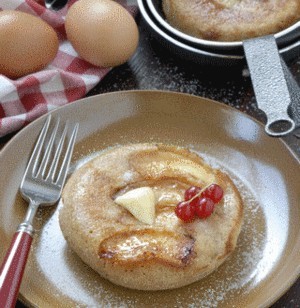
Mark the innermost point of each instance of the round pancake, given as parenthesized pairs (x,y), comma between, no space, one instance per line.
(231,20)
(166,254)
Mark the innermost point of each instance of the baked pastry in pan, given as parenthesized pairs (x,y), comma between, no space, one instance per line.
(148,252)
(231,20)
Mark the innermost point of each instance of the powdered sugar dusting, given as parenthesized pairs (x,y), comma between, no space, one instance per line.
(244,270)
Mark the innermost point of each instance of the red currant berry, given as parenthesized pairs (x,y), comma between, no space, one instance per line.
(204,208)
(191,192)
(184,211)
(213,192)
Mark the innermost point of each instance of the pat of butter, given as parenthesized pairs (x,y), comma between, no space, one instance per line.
·····
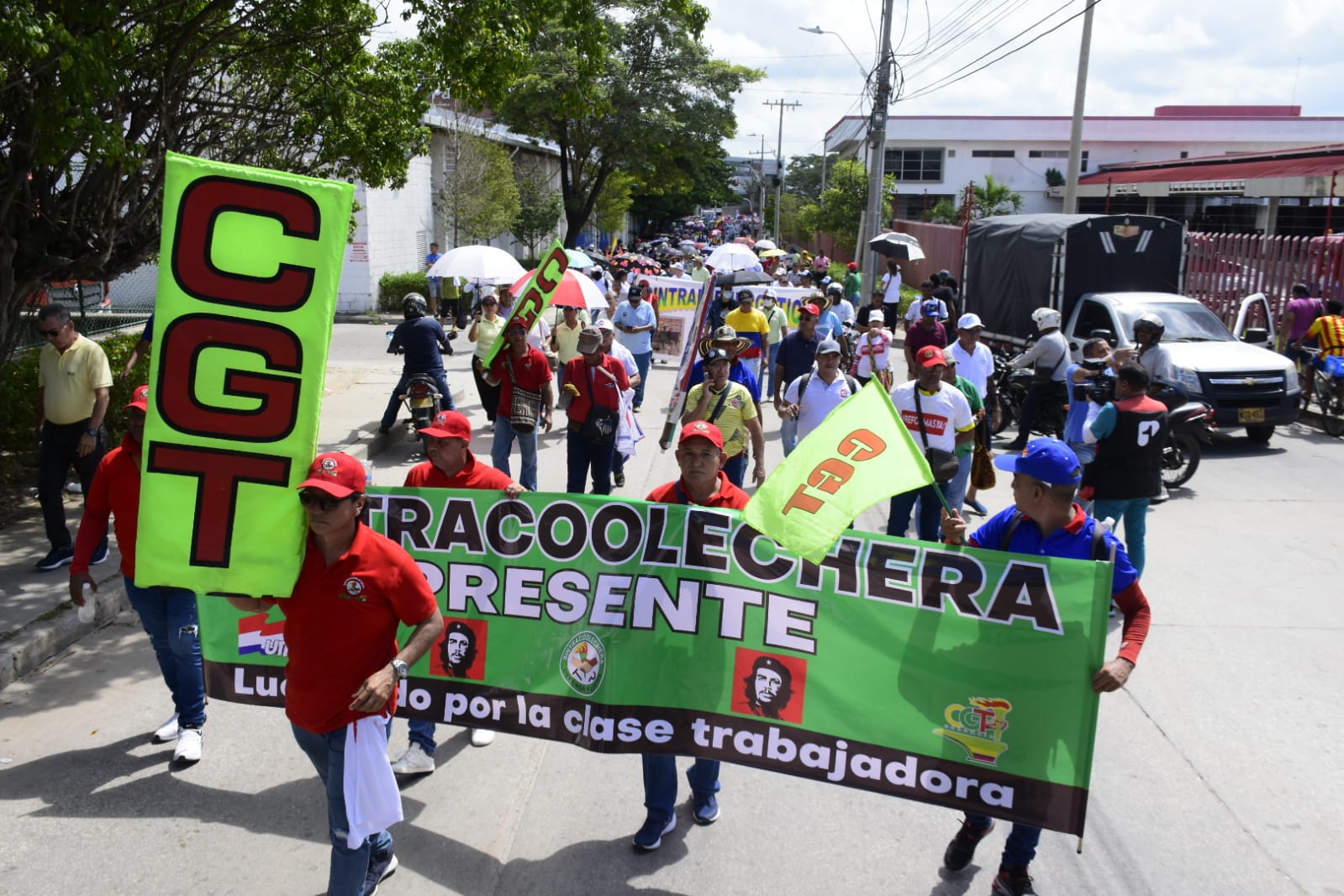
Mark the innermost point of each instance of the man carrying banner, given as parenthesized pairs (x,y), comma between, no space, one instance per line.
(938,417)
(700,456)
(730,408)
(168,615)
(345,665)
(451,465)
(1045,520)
·····
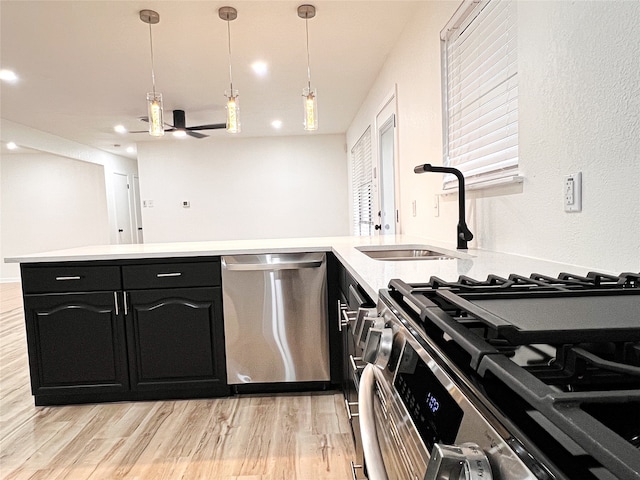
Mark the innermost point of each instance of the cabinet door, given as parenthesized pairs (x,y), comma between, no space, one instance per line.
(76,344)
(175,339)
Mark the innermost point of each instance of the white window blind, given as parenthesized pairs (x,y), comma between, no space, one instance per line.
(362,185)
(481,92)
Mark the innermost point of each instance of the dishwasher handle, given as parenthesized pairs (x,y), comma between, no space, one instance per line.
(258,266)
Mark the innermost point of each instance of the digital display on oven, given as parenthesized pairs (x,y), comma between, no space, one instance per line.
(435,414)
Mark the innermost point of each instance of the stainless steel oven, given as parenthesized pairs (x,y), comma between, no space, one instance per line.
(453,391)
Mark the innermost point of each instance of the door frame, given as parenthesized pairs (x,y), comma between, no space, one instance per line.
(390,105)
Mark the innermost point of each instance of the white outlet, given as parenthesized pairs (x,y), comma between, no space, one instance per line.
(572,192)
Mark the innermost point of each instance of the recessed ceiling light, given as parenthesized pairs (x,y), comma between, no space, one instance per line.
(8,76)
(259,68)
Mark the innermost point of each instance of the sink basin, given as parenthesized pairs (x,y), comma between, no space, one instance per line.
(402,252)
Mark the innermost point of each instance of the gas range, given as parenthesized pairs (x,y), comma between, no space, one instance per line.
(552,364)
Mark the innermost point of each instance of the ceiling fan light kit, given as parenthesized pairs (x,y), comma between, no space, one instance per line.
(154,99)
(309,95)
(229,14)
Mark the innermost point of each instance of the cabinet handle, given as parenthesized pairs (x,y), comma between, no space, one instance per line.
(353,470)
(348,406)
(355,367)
·····
_INSTRUCTIONS TO FOLLOW_
All lines above between those holding "Mark the innermost point of each instance of the round" and "Mark the innermost point of each instance of the pat", inclusive, must be set down unchanged, and no other line may be included.

_THE COMPLETED TASK_
Mark the innermost point of each instance of the round pancake, given as parenthesized pairs (x,y), comma between, no space, one instance per line.
(231,20)
(166,254)
Mark the innermost point of each instance of the baked pastry in pan, given as parenthesized pairs (x,y), comma between, no space, one instance per line.
(148,252)
(231,20)
Mark the innermost point of each instance of the powdered sugar dusting, given as parenthesized pairs (x,y), comma between, no space, one instance per line.
(244,270)
Mark the innermost point of each instance of the red currant berry, given as parenthesized pairs (x,y), comma between, no space, one instance per line.
(204,208)
(191,192)
(184,211)
(213,192)
Mark the innermost point of each instance of the pat of butter, given as parenthesized pairs (x,y), comma between, no space, one instance per line.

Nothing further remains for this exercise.